> [Quoted text]
※ ※ ※

# 1.8 vs 2.0 exhaust sound



## tom_91 (Aug 30, 2017)

Hi guys,

So I have a 1.8 and my friend has a 2.0 and his stock exhaust sounds sooo much beefier than mine anyone else had any experience of the 1.8 sounding wimpy? I have the drive mode set to Dynamic but I don't see a valve in my exhaust like his? I thought the exhaust setup would be very similar based off the following YouTube comparison video:


----------



## Anthony_Manton (Feb 12, 2018)

I'm sure I read somewhere that unless you've got the Sline or higher in the TT Coupé you don't get the valve that changes the exhaust tone.

Sent from my iPhone using Tapatalk


----------



## Anthony_Manton (Feb 12, 2018)

I think that only applies to the 1.8's

Sent from my iPhone using Tapatalk


----------



## tom_91 (Aug 30, 2017)

Mine is an s-line.


----------



## Omychron (Sep 9, 2016)

The 1.8 doesn't have a flap:










Compare this to the schematics of the 2.0 and TTS. (numbers 14/15/16 on the drawings)
The 2.0 has a single flap (left exhaust tip)
The TTS has 2 flaps, one for each side.


















If you want a better sound, you can always look at aftermarket options?


----------



## Anthony_Manton (Feb 12, 2018)

Well at least we now know the answer to your question. To be honest I had seen that YouTube clip you posted and thought the 1.8 sounded decent.

Sent from my iPhone using Tapatalk


----------



## tom_91 (Aug 30, 2017)

Could I get away with anything aftermarket if it's on finance though when givIng it back? Is there any way to make it louder without a whole new exhaust?


----------



## Dale.TT (Dec 19, 2016)

I don't think you're supposed to if it's on PCP but I suppose you'd have to check the terms, chances are they will tell you no mods.

In saying that, there are thousands of folk who just do it and they are none the wiser. Especially if it's reversible. But i suppose it's all at your own risk and what-not.


----------



## tom_91 (Aug 30, 2017)

I suppose fitting the exhaust from the 2.0 would work the same and at least be genuine Audi parts? Wonder how much the parts cost or whether I could just change certain parts without the entire exhaust system..


----------



## Omychron (Sep 9, 2016)

tom_91 said:


> I suppose fitting the exhaust from the 2.0 would work the same and at least be genuine Audi parts? Wonder how much the parts cost or whether I could just change certain parts without the entire exhaust system..


That's assuming you can get the valve(s) to work.
I doubt there will even be a connector for them...


----------

※ ※ ※

> [What to produce]
Reproduce the exhaust-sound thread word for word, starting with "I don't think" and going on through "risk and what-not.".

※ ※ ※

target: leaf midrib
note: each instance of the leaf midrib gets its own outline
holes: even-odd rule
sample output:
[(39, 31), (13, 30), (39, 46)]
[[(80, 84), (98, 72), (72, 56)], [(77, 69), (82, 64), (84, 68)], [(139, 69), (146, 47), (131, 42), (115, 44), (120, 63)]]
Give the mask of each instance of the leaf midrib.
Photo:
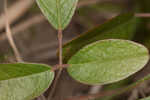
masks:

※ ※ ※

> [Result of this task]
I don't think you're supposed to if it's on PCP but I suppose you'd have to check the terms, chances are they will tell you no mods.

In saying that, there are thousands of folk who just do it and they are none the wiser. Especially if it's reversible. But i suppose it's all at your own risk and what-not.